Referring expression grounding data:
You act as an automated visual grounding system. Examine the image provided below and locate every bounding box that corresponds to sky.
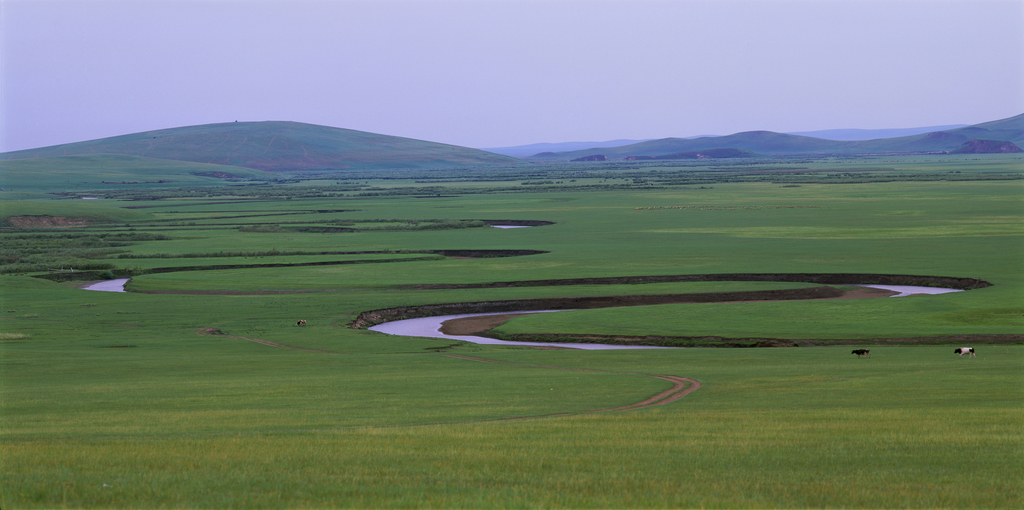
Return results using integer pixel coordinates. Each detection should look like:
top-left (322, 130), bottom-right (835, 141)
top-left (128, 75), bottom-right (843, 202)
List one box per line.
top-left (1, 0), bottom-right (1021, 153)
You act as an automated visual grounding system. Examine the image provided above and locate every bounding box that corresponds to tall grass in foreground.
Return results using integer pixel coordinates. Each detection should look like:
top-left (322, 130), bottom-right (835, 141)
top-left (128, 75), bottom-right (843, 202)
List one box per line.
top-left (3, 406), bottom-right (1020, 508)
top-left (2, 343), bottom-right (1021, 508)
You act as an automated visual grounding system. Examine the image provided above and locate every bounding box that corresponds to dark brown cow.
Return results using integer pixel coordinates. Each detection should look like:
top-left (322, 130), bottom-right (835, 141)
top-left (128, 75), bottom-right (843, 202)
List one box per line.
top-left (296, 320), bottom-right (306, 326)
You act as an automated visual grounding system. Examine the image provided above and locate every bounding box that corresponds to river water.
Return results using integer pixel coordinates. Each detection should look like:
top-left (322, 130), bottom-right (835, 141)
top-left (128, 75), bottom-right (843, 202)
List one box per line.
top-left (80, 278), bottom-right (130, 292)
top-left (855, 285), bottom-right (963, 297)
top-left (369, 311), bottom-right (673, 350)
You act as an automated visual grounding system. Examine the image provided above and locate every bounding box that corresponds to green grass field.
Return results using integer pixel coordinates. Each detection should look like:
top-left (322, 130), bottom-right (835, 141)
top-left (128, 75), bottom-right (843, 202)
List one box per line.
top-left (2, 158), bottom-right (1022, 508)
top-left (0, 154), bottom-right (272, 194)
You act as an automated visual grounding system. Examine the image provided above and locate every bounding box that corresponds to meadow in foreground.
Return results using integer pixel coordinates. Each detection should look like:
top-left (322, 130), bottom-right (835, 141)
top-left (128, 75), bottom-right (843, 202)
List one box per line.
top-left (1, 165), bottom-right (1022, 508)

- **WORK ORDER**: Each line carrying the string "image" should be copied out from the entries.

- **SOLUTION BELOW**:
You act as an automated visual grounding system. Examine the image provided below and locate every bounding box that corresponds to sky.
You act as an automated visual grounding system. Examine the image provided above and locate every bounding box that corresponds to tall grass in foreground.
You act as an automated visual grounding system. Examine the image provided above and locate every bounding box that corresponds to dark brown cow.
You act as an automated visual grounding system. Examine the image provided above and locate every bounding box that corresponds to river water.
You act as an automated visual grounding system. Examine the image provided above and locate every bounding box that corresponds to green grass field.
You act as an automated visual grounding system. Examine the image provided above and locate every bounding box that corresponds to meadow in foreground.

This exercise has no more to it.